-- Source data follows --

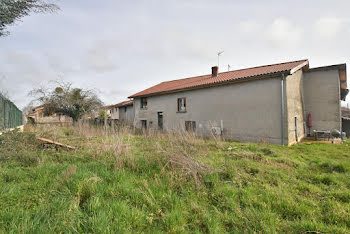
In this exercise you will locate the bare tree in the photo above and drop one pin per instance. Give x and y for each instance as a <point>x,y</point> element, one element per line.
<point>67,100</point>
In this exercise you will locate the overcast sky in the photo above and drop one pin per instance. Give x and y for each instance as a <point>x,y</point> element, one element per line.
<point>122,47</point>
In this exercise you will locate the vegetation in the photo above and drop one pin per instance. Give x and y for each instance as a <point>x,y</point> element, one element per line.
<point>72,102</point>
<point>121,182</point>
<point>13,10</point>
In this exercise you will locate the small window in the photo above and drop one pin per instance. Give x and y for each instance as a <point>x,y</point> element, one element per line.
<point>181,105</point>
<point>190,126</point>
<point>143,103</point>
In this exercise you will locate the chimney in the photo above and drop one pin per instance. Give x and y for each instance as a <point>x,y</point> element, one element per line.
<point>214,71</point>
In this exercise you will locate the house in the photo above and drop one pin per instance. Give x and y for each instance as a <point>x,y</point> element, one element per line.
<point>37,115</point>
<point>121,112</point>
<point>266,103</point>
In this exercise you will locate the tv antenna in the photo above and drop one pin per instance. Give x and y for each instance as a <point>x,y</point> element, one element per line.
<point>219,53</point>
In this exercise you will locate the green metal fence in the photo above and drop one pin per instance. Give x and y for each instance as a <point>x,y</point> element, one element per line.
<point>10,115</point>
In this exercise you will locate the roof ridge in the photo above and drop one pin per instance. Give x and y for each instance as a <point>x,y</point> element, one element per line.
<point>223,76</point>
<point>242,69</point>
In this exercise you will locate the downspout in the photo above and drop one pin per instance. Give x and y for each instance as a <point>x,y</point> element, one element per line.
<point>282,109</point>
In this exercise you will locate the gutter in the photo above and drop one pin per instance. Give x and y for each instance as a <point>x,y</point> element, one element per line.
<point>283,108</point>
<point>247,78</point>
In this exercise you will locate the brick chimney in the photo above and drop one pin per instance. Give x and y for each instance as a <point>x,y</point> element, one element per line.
<point>214,71</point>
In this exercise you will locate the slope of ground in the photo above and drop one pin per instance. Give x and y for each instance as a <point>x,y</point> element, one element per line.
<point>122,182</point>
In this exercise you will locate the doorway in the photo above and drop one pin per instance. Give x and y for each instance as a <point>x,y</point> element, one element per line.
<point>160,120</point>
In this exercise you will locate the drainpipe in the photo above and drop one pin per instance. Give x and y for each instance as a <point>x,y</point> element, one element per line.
<point>282,108</point>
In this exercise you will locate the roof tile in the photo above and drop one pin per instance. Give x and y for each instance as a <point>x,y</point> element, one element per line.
<point>182,84</point>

-- Source data concluded --

Work instruction: Could you set down every entry above exactly as it stands, with no images?

Written solution:
In this exercise you will locate the bare tree in the photo above and drop one pin per instance. Give x and y for each instance as a <point>x,y</point> element, one element per line.
<point>67,100</point>
In this exercise you will locate the overcast sky in the photo above and drop one pin per instance. Give x and y for each instance as a <point>x,y</point> element, one element per line.
<point>122,47</point>
In this exercise you will locate the vegetation in the photo above and drop one pin per instance. Give x and y for each instance as a <point>x,y</point> element, one element per line.
<point>72,102</point>
<point>121,182</point>
<point>13,10</point>
In this exercise you will locate the small window in the photo above and drop one pin per instance. Give x and y for each instance as a <point>x,y</point> element, one element per line.
<point>181,105</point>
<point>190,126</point>
<point>143,103</point>
In this exercise you will locate the chimney in the photo above and drop one pin per instance. Give x and y for each instance as a <point>x,y</point> element, one element per line.
<point>214,71</point>
In this exercise you will locate the house in the photo above and drop one pin per instance. Give x and y for each instance as a <point>x,y</point> element, one element per line.
<point>37,115</point>
<point>121,112</point>
<point>266,103</point>
In this exercise you will locate the tv antenna in the photo above and drop one pin per instance. Give x and y for each instance as a <point>x,y</point> element, one element per line.
<point>219,53</point>
In this exercise you will locate the green metal fence in the photo above and drop one pin per instance. Give x and y for each instance as a <point>x,y</point> element, one element per line.
<point>10,115</point>
In this exercise you will locate the roof ridge in the photo above and drop one pin per instance. Give x and y for each instance as a <point>x,y</point> element, one element per line.
<point>223,76</point>
<point>242,69</point>
In this exercise you will locate the downspout in the photo above and drop one pin per instance. Give x and y for each instance as a <point>x,y</point> element, one element per line.
<point>282,109</point>
In this exercise you will locate the gutter in the photo above and drop one pin per instance. Give x and y for each instance as a <point>x,y</point> element, one element per line.
<point>283,108</point>
<point>247,78</point>
In this exercise you will locate the brick chimney in the photo above and drop one pin per instance. Give x and y for each instance as a <point>x,y</point> element, one element per line.
<point>214,71</point>
In this exercise you will locate the slope of ground in the photo above and drop one pin per instance. Give x and y for each instance as a <point>x,y</point> element, one element per line.
<point>122,182</point>
In this exercise you will locate the doorway in the photo above and drop one pin per instance. Give x and y for each instance as a <point>x,y</point> element, one element per line.
<point>160,120</point>
In this exercise you will locate the drainpipe in the photo above and drop one pin per instance. Give x and y for each instance as a <point>x,y</point> element, one element per line.
<point>282,108</point>
In this exercise you will locate the roof tile in the photo above and drop one pin per instance. Give x and y for each instance as a <point>x,y</point> element, one element per line.
<point>182,84</point>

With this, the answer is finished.